- _Objective_: Print the stretch of lines from the one containing "Should any buffalo hind" through the one containing "[252,161,333,185]", both included, exactly as they appear and with nothing else.

- _Input rows_:

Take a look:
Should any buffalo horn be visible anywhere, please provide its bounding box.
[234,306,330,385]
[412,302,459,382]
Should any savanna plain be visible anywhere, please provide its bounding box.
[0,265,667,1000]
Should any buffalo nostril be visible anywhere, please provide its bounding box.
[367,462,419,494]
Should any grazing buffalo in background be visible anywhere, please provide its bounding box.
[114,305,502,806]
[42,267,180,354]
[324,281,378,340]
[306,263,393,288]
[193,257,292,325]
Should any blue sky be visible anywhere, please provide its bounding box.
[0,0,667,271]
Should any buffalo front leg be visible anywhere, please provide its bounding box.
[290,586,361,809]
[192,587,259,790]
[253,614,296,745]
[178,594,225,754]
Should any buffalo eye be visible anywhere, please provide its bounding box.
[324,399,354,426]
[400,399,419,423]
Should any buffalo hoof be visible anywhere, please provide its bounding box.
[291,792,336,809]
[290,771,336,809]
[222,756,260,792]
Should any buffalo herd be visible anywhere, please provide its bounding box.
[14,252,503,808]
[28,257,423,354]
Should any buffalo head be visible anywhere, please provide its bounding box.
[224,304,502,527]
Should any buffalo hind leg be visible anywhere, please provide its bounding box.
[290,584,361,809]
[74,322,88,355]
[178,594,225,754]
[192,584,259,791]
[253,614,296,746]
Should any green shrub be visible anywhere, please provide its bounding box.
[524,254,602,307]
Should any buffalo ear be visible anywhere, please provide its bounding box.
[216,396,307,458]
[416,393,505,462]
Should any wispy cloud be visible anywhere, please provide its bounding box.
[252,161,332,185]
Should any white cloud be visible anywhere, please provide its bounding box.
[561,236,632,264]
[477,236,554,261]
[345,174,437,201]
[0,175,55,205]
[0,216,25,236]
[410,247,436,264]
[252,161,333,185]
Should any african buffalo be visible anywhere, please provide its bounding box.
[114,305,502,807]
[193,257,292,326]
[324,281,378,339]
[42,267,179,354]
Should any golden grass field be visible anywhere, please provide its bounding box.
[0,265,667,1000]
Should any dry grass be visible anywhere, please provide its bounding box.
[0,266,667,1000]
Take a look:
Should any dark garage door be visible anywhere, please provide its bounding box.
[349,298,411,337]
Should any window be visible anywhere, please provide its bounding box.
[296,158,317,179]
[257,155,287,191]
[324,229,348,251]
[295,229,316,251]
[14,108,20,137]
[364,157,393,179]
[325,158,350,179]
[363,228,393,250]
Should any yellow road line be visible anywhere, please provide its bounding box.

- _Completed exercise_:
Should any buffalo hind leg be visible anywhere, please provide its bounding box.
[290,584,361,809]
[74,322,88,355]
[178,594,225,754]
[192,584,259,791]
[253,614,296,746]
Should any green shrub be visible anywhere, please provide its bounding box.
[524,254,602,307]
Should any buffalo ear be visible anywhere, please provide its bounding box.
[216,396,307,458]
[416,393,505,462]
Should any wispy cloud be visible anywhere, please provide its bounding box.
[252,161,332,185]
Should any white cloud be visible anywhere, please provide its bounding box.
[561,236,632,264]
[477,236,554,261]
[345,174,437,201]
[0,175,55,205]
[0,216,25,236]
[410,247,436,264]
[252,161,333,185]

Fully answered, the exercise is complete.